> _Supplied data_:

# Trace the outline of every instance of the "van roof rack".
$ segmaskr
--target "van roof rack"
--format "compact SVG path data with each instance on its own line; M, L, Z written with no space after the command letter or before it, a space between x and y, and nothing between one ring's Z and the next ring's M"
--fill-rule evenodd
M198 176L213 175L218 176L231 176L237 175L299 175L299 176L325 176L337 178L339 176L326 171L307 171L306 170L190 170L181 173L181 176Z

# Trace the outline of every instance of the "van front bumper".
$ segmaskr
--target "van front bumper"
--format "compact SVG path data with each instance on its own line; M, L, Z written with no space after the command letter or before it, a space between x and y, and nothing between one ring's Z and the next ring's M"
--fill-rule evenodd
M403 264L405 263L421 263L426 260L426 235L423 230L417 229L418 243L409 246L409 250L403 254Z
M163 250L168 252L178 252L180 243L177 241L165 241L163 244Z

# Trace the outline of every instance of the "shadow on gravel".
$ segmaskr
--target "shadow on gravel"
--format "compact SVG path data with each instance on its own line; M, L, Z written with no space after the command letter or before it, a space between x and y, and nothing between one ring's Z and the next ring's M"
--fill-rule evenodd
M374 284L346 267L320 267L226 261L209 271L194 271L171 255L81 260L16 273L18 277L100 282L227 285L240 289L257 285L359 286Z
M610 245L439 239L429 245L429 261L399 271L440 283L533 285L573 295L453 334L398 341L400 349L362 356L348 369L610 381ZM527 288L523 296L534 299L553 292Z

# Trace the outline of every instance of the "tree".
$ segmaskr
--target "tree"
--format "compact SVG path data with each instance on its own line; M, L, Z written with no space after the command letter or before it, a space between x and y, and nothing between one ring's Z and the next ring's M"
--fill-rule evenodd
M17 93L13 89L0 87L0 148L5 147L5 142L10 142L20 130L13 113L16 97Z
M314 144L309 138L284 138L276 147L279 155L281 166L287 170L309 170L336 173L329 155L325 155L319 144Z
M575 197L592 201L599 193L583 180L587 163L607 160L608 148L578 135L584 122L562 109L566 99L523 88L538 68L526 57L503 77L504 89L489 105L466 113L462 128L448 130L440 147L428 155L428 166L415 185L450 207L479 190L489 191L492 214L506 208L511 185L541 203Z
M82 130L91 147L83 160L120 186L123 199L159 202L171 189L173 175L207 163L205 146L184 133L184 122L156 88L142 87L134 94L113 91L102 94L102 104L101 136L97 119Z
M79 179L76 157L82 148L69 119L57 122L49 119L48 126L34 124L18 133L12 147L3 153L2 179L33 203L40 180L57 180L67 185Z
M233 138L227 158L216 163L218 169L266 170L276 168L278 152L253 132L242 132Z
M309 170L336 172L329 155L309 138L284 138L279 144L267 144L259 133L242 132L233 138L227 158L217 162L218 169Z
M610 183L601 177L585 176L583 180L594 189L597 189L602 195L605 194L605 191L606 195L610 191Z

> _What is asked_: Reproduce verbatim the part of the items above that opens with the first line and closes with the line containing "M163 250L168 252L178", both ends included.

> _Answer below_:
# Trace the outline of every instance of the "van roof rack".
$ segmaskr
--target "van roof rack"
--format "compact SVG path data with each instance on its own line; M, L, Z written with no space after the command letter or before it, a space between x and y, and nothing between one ring's Z and the next ring's M"
--fill-rule evenodd
M198 176L213 175L218 176L231 176L237 175L299 175L299 176L325 176L337 178L339 176L326 171L307 171L306 170L190 170L181 173L181 176Z

# Trace the outline of every instance of the "van front bumper".
$ segmaskr
--target "van front bumper"
--format "compact SVG path data with each instance on its own line; M, L, Z written with no space after the command letter or before it, a space between x and y, and nothing between one ring's Z and the next ring's M"
--fill-rule evenodd
M403 264L405 263L421 263L426 260L426 235L423 230L417 229L418 243L409 246L409 250L403 254Z
M163 250L168 252L178 252L180 243L177 241L165 241L163 244Z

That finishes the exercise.